::: 原文节选 :::

Hadoop——完全分布式搭建

之前记录如何搭建了伪分布式,完全分布式中需要将数据节点分发至其他机器上,这里配置一台目录节点和三台数据节点。无论是伪分布式还完全分布式安装jdk和hadoop都是必不可少的,jdk和hadoop的安装已在伪分布式的搭建中详细记录了,不在重复。

Posted by caosw on August 25, 2019

Hadoop——完全分布式搭建


1、修改主机名

配置/etc/hosts文件,四台服务器均需要配置。

[root@nna /root]# vi /etc/hosts
192.168.206.200 nna
192.168.206.202 dn1
192.168.206.203 dn2
192.168.206.204 dn3

2、配置ssh免密通信

2.1、在nna主机上生成秘钥对
[root@nna /root]# ssh-keygen -t rsa -P '' -f ~/.ssh/id_rsa
Generating public/private rsa key pair.
Created directory '/root/.ssh'.
Your identification has been saved in /root/.ssh/id_rsa.
Your public key has been saved in /root/.ssh/id_rsa.pub.

::: 待处理数据 :::

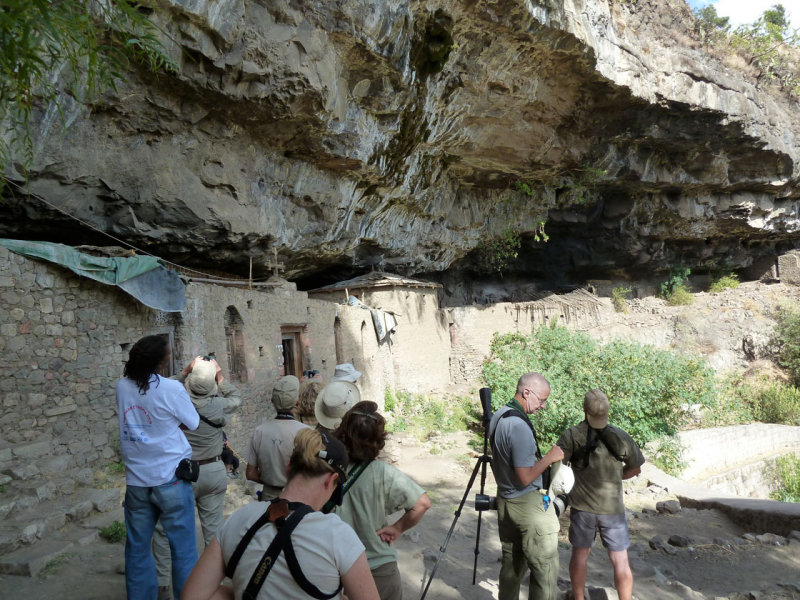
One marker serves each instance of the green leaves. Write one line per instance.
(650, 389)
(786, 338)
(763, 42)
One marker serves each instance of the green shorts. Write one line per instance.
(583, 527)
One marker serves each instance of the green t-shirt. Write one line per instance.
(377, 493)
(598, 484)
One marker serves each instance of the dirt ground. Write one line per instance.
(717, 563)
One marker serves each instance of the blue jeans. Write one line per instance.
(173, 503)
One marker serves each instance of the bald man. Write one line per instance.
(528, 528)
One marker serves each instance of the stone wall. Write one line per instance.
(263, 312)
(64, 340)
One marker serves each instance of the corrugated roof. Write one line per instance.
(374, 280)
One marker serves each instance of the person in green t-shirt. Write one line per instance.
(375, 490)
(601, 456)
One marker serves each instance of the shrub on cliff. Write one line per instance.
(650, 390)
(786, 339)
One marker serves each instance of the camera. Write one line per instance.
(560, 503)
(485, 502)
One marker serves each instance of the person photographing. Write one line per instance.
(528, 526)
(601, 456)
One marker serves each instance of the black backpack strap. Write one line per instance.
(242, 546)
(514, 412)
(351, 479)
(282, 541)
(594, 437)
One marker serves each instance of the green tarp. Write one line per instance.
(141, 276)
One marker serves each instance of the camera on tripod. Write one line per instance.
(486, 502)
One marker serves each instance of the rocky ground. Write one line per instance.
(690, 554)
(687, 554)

:::
::: 待处理数据 :::

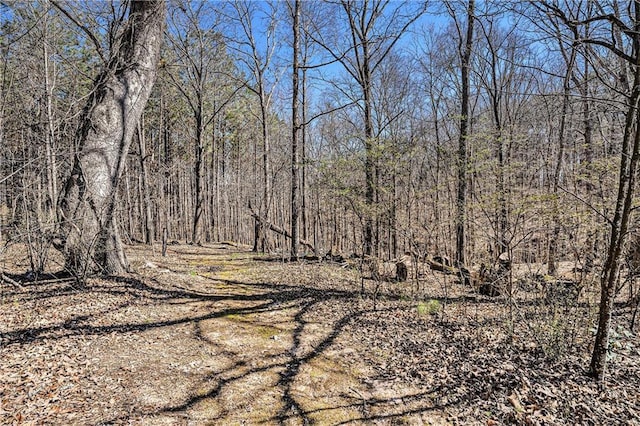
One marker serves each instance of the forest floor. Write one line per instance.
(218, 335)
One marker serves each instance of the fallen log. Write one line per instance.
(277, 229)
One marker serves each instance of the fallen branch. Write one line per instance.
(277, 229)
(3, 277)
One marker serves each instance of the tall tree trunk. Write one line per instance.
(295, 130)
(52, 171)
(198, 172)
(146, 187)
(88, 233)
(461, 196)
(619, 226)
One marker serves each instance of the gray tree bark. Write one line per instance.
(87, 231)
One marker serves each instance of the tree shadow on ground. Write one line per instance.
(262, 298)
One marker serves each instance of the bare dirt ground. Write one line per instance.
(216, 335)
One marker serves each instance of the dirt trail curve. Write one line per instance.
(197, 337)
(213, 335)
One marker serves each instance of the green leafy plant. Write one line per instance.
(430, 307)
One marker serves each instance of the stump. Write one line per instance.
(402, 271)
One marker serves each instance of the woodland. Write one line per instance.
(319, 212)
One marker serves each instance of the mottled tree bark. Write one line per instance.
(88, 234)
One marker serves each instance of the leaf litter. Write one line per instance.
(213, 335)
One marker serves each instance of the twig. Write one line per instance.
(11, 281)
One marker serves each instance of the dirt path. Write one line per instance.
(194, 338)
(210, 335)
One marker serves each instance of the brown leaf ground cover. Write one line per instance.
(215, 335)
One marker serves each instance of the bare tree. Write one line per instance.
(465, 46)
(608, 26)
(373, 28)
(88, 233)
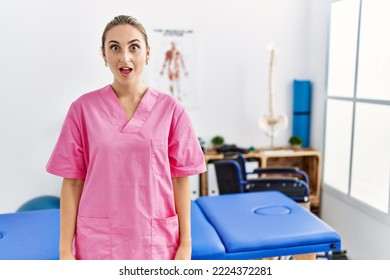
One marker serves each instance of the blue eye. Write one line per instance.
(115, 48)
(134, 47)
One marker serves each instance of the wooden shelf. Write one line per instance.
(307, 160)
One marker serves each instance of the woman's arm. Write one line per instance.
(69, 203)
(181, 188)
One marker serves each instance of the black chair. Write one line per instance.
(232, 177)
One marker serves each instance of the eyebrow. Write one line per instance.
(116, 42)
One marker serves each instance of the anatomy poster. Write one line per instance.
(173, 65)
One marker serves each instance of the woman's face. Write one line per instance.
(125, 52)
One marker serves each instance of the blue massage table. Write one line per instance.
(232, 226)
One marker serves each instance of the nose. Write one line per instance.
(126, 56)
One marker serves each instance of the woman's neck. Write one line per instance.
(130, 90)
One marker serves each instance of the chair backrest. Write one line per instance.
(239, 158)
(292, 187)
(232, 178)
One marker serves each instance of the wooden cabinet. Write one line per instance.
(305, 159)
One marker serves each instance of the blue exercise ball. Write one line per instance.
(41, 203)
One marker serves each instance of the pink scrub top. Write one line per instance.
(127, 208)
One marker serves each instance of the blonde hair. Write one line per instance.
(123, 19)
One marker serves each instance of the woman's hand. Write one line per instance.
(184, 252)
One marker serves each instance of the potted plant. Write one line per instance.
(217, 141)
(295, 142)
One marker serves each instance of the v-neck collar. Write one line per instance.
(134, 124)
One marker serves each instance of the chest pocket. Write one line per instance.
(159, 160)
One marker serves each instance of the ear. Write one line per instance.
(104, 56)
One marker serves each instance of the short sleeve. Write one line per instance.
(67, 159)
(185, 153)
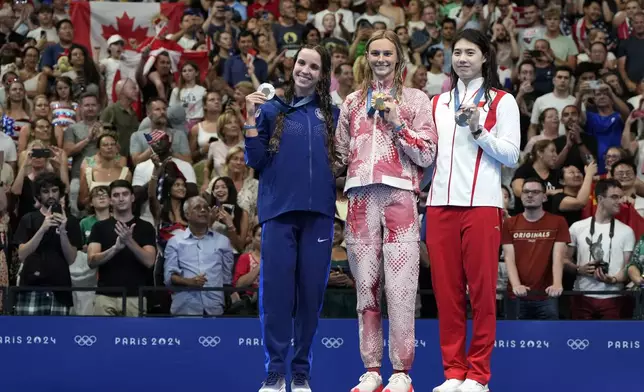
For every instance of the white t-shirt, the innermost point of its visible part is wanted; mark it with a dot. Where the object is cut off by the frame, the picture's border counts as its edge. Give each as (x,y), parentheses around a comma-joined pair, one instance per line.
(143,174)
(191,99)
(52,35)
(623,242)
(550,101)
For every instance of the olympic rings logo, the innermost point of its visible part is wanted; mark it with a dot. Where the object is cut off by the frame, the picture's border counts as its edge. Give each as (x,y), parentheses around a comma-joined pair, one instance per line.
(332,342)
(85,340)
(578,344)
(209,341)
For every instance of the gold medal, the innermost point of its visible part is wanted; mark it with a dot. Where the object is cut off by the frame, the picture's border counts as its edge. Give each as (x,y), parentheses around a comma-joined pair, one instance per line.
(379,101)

:::

• _书面题目 A_: 在Hadoop完全分布式搭建一文中,这次配置了几台目录节点、几台数据节点?
• _书面题目 B_: 返回列表中包含字符串“picture”的所有行,区分大小写。
上述列表与Hadoop完全分布式搭建一文没有任何关联。

• _完整作答 A_: 一台目录节点和三台数据节点。

• _完整作答 B_:
For every instance of the white t-shirt, the innermost point of its visible part is wanted; mark it with a dot. Where the object is cut off by the frame, the picture's border counts as its edge. Give each as (x,y), parentheses around a comma-joined pair, one instance per line.
For every instance of the olympic rings logo, the innermost point of its visible part is wanted; mark it with a dot. Where the object is cut off by the frame, the picture's border counts as its edge. Give each as (x,y), parentheses around a comma-joined pair, one instance per line.
For every instance of the gold medal, the innermost point of its visible part is wanted; mark it with a dot. Where the object is cut off by the frame, the picture's border counts as its edge. Give each as (x,y), parentheses around a comma-joined pair, one instance per line.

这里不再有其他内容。